Exercise details: Can you repeat the material from its start through the line containing "point(62, 108)", inclusive, replacing "marker" with "dot" and changing nothing else?

Input material:

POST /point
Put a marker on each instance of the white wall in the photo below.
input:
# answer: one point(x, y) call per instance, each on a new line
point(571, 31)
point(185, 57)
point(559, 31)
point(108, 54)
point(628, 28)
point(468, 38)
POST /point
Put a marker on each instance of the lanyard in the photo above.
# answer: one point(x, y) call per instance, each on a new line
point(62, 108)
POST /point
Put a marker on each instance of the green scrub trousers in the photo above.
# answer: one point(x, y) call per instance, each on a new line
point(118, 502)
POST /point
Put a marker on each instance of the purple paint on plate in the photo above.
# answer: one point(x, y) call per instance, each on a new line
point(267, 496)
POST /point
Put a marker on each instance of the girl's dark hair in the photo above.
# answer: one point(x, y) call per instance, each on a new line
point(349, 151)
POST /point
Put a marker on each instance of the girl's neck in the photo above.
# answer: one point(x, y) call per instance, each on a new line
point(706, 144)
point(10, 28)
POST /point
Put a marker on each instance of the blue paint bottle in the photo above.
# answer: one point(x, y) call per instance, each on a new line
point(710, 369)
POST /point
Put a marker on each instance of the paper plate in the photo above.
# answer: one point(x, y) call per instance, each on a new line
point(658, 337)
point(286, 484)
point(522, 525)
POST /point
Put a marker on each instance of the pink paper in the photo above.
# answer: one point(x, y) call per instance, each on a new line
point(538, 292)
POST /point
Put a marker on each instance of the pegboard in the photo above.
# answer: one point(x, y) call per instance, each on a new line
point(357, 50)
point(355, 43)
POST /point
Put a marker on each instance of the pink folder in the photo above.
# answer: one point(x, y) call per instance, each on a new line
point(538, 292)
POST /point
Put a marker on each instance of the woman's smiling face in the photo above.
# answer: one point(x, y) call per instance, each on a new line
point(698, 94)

Task response:
POST /point
Put a dot on each instance of the white wall in the photo below.
input:
# answer: one point(x, y) call per instance, each on a new line
point(571, 31)
point(185, 57)
point(559, 31)
point(108, 54)
point(628, 28)
point(468, 38)
POST /point
Put a dot on each instance of the lanyard in the photo above.
# answer: one point(x, y) call per instance, each on a new line
point(62, 108)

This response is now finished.